Más allá de la comedia bufa del avión presidencial, cabe destacar el nuevo y enorme poder del presidente mexicano. Las recientes reformas legales en materia fiscal, que penalizan, por ejemplo, errores en la emisión de facturas o en el pago de impuestos, con castigos tales como cárcel sin derecho a fianza, extinción de dominio, y el congelamiento y la confiscación de cuentas bancarias, junto con la falta de un debido proceso judicial, hacen muy atrevido y riesgoso que cualquier empresario pueda negarse a un pedido como el de López Obrador. Quien lo haga, arriesgaría su libertad, su patrimonio, la integridad de su familia y la viabilidad de sus empresas. ¿Alguien le diría que no a cualquier cosa que se le ocurra?
Con su pedido, el presidente López Obrador no solo traicionó su promesa de separar política y negocios, haciendo posible volver al “capitalismo” de cuates, tradicional en México. Lo grave es lo que el vodevil revela implícitamente que López Obrador ha construido un orden legal en México a su medida, uno para amenazar, extorsionar, forzar, coaccionar y robar en apenas un año y con la complicidad de su bancada mayoritaria en el Congreso y, sumado a la sospechosa pasividad de una diezmada oposición, ha hecho legal la extorsión, el asalto, el pillaje presidenciales.
No hablamos solamente de los 100 empresarios más ricos del país: en realidad, casi ninguno de los 120 millones de mexicanos está a salvo del nuevo poder presidencial (excepto tal vez sus cómplices, incondicionales y aduladores, mientras le sean funcionales). Así, López Obrador ha hecho de México un país de esclavos, serviles ante él por precaución y miedo. Que ninguno de los empresarios haya hecho la mínima protesta por el trato dado habla del orden de servidumbre e indignidad que López Obrador ha instituido.

──────

■ Actividad:
Cita al pie de la letra el pasaje del texto dado que comienza en las palabras "No hablamos solamente" y termina después de "Obrador ha instituido.". Las entradas que vienen a continuación son un material aparte, sin relación con el texto dado.

──────

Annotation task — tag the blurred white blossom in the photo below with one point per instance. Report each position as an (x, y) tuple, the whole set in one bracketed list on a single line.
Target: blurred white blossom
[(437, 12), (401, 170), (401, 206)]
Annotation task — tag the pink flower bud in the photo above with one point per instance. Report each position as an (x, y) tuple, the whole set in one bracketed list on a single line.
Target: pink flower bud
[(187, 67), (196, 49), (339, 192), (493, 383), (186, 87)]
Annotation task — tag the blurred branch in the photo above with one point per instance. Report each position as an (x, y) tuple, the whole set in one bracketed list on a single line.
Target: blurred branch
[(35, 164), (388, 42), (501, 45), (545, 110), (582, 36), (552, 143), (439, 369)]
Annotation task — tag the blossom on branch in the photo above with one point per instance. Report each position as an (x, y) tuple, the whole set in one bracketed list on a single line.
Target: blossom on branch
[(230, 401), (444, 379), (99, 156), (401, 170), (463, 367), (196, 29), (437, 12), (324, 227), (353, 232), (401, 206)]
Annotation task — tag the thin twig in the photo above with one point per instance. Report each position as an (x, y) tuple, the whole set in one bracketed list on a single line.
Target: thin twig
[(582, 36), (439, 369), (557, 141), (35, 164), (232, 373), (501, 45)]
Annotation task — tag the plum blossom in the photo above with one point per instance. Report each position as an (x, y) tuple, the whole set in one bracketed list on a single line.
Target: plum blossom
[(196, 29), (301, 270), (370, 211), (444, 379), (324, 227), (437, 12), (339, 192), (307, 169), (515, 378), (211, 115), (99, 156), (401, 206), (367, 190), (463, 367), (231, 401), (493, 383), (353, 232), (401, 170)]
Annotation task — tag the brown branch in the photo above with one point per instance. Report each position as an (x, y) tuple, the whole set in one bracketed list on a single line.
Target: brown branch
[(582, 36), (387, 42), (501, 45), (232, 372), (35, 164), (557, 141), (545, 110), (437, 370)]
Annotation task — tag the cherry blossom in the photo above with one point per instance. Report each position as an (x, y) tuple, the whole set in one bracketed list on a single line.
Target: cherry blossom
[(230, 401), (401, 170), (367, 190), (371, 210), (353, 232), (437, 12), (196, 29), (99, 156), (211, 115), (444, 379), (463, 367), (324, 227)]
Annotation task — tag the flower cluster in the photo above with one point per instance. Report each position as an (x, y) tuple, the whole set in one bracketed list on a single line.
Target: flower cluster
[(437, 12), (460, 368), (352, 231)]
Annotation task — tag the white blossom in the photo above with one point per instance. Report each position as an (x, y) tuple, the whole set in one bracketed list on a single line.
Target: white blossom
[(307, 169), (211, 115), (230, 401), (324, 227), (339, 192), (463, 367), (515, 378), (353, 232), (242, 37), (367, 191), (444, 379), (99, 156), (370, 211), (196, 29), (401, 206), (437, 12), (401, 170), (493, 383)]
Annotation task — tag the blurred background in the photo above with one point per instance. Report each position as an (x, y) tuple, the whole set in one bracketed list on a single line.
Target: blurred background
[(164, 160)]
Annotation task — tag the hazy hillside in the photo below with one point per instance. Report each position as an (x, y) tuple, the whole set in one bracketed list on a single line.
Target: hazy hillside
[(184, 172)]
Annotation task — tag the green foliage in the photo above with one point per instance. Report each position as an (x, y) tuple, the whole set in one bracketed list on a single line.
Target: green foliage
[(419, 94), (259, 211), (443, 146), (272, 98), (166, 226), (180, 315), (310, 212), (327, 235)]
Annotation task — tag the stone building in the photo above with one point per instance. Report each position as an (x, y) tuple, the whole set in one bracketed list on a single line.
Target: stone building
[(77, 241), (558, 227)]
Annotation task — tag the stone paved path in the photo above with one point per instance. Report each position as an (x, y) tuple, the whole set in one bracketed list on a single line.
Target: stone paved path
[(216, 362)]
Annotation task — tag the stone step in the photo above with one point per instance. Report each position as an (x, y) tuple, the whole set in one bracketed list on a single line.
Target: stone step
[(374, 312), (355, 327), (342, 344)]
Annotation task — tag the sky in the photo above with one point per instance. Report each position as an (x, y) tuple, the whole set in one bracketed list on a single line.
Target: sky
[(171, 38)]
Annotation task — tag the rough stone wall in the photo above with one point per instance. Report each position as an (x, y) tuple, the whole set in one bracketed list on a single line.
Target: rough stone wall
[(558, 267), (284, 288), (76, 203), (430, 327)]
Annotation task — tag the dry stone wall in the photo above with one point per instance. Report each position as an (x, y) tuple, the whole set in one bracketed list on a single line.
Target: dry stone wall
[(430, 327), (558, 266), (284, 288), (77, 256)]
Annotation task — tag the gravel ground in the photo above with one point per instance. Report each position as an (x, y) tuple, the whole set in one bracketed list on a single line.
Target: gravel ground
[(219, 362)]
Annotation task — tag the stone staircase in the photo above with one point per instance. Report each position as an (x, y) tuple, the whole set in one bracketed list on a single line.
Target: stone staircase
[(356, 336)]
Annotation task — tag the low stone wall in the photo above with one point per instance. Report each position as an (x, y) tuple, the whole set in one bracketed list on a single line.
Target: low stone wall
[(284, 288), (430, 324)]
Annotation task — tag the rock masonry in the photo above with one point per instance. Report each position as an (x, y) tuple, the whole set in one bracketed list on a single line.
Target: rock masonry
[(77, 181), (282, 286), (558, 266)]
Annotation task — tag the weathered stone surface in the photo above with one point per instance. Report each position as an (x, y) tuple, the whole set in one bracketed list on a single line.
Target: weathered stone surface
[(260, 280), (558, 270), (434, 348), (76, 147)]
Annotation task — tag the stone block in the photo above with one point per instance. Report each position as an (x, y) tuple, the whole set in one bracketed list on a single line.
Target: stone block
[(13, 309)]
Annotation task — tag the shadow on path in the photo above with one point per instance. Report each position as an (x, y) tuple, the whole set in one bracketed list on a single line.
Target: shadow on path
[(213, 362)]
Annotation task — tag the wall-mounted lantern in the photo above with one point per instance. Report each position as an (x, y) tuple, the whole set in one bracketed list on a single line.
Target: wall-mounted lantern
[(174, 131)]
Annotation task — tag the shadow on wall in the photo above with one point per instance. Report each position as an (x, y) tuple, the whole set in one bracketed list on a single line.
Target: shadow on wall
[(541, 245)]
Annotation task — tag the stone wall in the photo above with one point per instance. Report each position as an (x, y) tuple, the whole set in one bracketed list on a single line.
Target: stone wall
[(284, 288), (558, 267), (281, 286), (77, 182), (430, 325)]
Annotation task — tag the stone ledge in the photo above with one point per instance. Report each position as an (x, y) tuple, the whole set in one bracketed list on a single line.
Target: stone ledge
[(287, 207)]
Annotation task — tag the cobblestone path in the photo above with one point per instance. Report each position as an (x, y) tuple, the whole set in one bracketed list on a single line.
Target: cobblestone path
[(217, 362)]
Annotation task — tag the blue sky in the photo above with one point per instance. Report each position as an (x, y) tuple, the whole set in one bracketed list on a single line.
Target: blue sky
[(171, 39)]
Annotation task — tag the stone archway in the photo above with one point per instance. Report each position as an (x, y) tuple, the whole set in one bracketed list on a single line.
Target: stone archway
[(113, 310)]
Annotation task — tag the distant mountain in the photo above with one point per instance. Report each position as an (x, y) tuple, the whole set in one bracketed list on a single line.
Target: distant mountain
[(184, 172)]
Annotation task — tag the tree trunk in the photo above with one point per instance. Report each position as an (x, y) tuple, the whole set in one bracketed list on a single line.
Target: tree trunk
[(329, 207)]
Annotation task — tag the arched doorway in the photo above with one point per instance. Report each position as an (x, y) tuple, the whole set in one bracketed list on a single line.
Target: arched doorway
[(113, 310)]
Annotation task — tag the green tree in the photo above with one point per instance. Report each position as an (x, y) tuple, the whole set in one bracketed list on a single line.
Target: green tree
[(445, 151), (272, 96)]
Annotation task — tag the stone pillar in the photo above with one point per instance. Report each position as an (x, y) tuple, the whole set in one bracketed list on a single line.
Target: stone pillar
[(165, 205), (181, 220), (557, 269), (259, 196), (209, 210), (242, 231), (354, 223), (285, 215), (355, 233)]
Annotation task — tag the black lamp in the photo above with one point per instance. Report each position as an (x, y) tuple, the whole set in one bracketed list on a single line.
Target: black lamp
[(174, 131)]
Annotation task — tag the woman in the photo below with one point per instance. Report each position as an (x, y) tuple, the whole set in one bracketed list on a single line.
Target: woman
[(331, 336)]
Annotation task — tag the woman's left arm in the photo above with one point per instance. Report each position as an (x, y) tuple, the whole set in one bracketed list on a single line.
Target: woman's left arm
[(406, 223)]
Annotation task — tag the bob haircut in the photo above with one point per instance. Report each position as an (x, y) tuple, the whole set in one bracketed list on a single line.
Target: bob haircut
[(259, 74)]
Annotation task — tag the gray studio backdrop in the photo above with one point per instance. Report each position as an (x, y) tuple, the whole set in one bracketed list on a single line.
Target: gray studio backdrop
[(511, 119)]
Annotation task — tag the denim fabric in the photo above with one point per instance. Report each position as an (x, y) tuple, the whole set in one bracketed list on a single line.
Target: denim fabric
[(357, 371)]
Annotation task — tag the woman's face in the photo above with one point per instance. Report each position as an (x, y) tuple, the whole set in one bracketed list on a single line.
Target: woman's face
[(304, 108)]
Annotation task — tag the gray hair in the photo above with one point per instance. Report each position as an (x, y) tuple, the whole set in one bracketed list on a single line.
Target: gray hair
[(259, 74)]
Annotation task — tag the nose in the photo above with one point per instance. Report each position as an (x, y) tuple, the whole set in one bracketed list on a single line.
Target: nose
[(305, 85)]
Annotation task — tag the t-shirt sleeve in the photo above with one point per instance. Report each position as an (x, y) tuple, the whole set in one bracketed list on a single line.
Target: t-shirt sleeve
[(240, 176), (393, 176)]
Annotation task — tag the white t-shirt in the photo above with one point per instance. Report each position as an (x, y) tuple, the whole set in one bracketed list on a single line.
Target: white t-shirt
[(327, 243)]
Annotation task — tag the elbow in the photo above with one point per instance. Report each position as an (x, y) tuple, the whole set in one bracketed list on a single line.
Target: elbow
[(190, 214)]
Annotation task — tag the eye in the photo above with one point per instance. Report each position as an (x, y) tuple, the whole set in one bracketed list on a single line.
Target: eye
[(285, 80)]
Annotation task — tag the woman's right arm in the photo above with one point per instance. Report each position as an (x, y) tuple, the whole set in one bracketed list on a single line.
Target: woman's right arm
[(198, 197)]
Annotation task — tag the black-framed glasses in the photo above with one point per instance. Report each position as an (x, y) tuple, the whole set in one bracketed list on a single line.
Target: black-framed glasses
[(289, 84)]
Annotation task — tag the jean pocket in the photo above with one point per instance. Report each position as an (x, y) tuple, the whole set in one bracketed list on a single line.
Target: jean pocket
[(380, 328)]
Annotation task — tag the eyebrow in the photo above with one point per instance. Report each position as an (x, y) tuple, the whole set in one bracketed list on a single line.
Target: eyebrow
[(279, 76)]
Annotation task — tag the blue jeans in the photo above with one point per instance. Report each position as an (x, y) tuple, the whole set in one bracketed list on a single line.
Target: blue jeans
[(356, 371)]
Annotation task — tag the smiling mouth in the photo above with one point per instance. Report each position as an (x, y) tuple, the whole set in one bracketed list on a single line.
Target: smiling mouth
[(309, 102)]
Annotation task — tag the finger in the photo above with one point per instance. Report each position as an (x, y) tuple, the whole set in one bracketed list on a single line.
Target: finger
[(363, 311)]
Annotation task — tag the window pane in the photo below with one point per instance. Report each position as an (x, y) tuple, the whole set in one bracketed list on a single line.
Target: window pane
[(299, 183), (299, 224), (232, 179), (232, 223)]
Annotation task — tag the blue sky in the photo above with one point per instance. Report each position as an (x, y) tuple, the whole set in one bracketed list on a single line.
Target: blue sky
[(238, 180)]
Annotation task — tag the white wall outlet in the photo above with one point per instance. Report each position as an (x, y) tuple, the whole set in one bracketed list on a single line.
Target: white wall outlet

──────

■ Solución:
No hablamos solamente de los 100 empresarios más ricos del país: en realidad, casi ninguno de los 120 millones de mexicanos está a salvo del nuevo poder presidencial (excepto tal vez sus cómplices, incondicionales y aduladores, mientras le sean funcionales). Así, López Obrador ha hecho de México un país de esclavos, serviles ante él por precaución y miedo. Que ninguno de los empresarios haya hecho la mínima protesta por el trato dado habla del orden de servidumbre e indignidad que López Obrador ha instituido.